OBJECTIVE: Reproduce the data below line for line, leaving out the pictures.

INFORMATION GIVEN:
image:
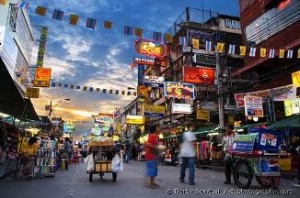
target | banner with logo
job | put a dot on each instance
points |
(199, 75)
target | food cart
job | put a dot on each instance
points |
(256, 154)
(103, 153)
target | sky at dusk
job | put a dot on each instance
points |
(101, 58)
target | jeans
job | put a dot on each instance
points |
(187, 161)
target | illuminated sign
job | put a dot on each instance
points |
(179, 90)
(199, 75)
(150, 48)
(42, 77)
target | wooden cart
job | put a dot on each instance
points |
(103, 153)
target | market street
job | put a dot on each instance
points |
(130, 183)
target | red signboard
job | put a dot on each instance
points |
(150, 48)
(199, 75)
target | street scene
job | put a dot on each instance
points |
(148, 98)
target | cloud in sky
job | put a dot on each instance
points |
(102, 58)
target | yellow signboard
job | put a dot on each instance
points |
(203, 115)
(296, 78)
(135, 119)
(155, 109)
(32, 92)
(42, 77)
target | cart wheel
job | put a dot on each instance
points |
(114, 176)
(91, 177)
(243, 174)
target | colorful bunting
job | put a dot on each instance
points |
(157, 36)
(58, 15)
(73, 19)
(128, 30)
(107, 24)
(208, 45)
(231, 49)
(220, 47)
(290, 54)
(281, 53)
(195, 43)
(138, 32)
(252, 51)
(41, 10)
(242, 50)
(91, 23)
(21, 5)
(263, 52)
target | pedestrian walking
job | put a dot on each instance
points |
(228, 161)
(187, 154)
(151, 157)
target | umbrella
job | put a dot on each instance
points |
(291, 122)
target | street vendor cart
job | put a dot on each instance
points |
(103, 153)
(257, 154)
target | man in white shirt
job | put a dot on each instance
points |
(187, 154)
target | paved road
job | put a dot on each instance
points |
(130, 183)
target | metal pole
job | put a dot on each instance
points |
(220, 93)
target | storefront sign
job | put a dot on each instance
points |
(296, 78)
(154, 81)
(278, 94)
(181, 108)
(243, 143)
(154, 111)
(199, 75)
(42, 77)
(42, 45)
(203, 115)
(179, 90)
(150, 48)
(135, 119)
(32, 92)
(253, 106)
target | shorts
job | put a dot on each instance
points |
(151, 167)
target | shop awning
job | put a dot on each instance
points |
(291, 122)
(11, 100)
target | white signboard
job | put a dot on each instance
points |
(181, 108)
(253, 106)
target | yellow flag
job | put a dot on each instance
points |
(263, 52)
(242, 50)
(107, 24)
(138, 32)
(3, 2)
(41, 10)
(73, 19)
(168, 38)
(195, 43)
(220, 47)
(281, 53)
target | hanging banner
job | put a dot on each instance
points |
(179, 90)
(150, 48)
(199, 75)
(42, 77)
(154, 111)
(42, 45)
(181, 108)
(154, 81)
(253, 106)
(278, 94)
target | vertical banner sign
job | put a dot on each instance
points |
(253, 106)
(41, 51)
(141, 69)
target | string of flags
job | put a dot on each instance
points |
(168, 38)
(92, 89)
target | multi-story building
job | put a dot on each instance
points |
(16, 42)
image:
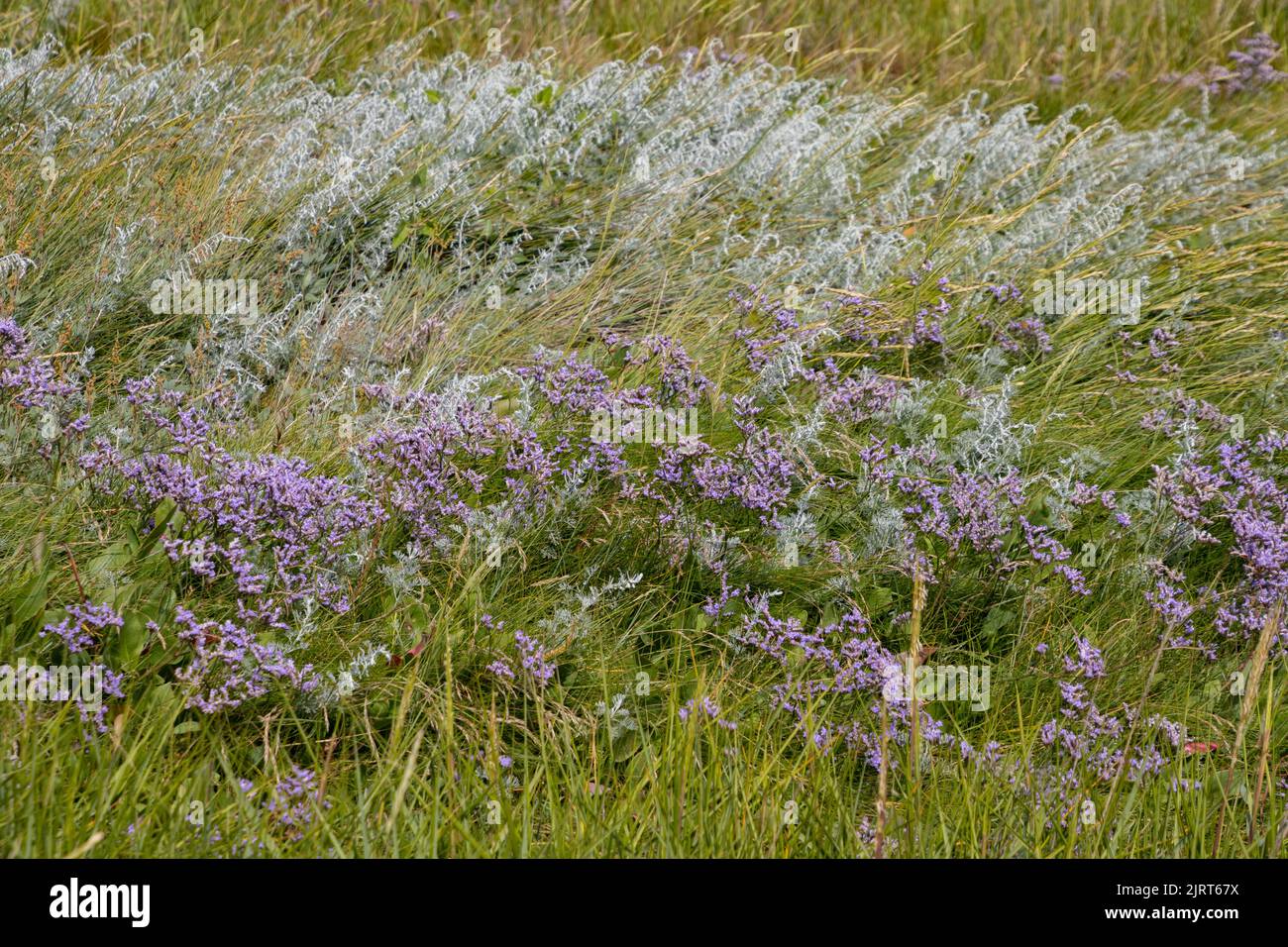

OUTPUT OF THE EXERCISE:
image:
target | banner with logo
job | put a dot on each instance
points |
(199, 75)
target | food cart
job | put a dot on each instance
points |
(256, 154)
(103, 153)
target | sky at dusk
job | put a dot on each instance
points |
(101, 58)
target | jeans
job | put a dot on each instance
points |
(187, 161)
target | illuminated sign
job | put a dot on each instance
points |
(179, 90)
(199, 75)
(150, 48)
(42, 77)
target | wooden cart
job | put a dot on each instance
points |
(103, 153)
target | market street
job | put a dot on each instance
points |
(130, 183)
target | red signboard
job | put a dot on each instance
points |
(150, 48)
(199, 75)
target | street scene
job | put a dot on each instance
points |
(148, 98)
target | cloud in sky
job | put a dot on each instance
points |
(102, 58)
target | yellow signboard
job | put a dot on each instance
points |
(203, 115)
(296, 78)
(135, 119)
(155, 109)
(32, 92)
(42, 77)
target | cart wheel
job | put a dot on each instance
points |
(114, 176)
(91, 177)
(243, 174)
target | colorful bunting
job | put a dot on each instance
points |
(157, 36)
(58, 15)
(73, 19)
(128, 30)
(107, 24)
(208, 45)
(231, 49)
(220, 47)
(290, 54)
(281, 53)
(195, 43)
(138, 32)
(252, 51)
(41, 10)
(242, 50)
(91, 23)
(21, 5)
(263, 52)
target | pedestrian walking
job | put a dot on each instance
points |
(228, 161)
(187, 154)
(151, 157)
target | umbrella
job | put a dot on each instance
points |
(291, 122)
target | street vendor cart
job | put a dot on each instance
points |
(103, 153)
(257, 154)
target | man in white shirt
job | put a dot on each instance
points |
(187, 154)
target | paved road
job | put a dot on each instance
points |
(130, 183)
target | metal pole
job | put a dot on each instance
points |
(220, 93)
target | storefront sign
job | put a dot on each instance
points |
(296, 78)
(154, 81)
(278, 94)
(181, 108)
(243, 143)
(154, 111)
(199, 75)
(42, 77)
(42, 45)
(203, 115)
(179, 90)
(150, 48)
(135, 119)
(32, 92)
(253, 106)
target | shorts
job | put a dot on each instance
points |
(151, 167)
target | shop awning
job | put a dot on each instance
points |
(291, 122)
(11, 100)
target | white signboard
job | put a dot on each instance
points |
(181, 108)
(253, 106)
target | yellow flag
job | put a dot on each instance
points |
(263, 52)
(242, 50)
(107, 24)
(138, 32)
(3, 2)
(41, 10)
(73, 19)
(168, 38)
(195, 43)
(220, 47)
(281, 53)
target | hanging banner
job | put a dot on each instance
points |
(179, 90)
(150, 48)
(199, 75)
(42, 77)
(154, 111)
(42, 45)
(181, 108)
(154, 81)
(253, 106)
(278, 94)
target | vertical banner sign
job | put a dot on each instance
points |
(253, 106)
(41, 51)
(141, 69)
target | string of flags
job | put a dot on each instance
points |
(168, 38)
(92, 89)
target | multi-story building
job | put a dot on each instance
points |
(16, 42)
image:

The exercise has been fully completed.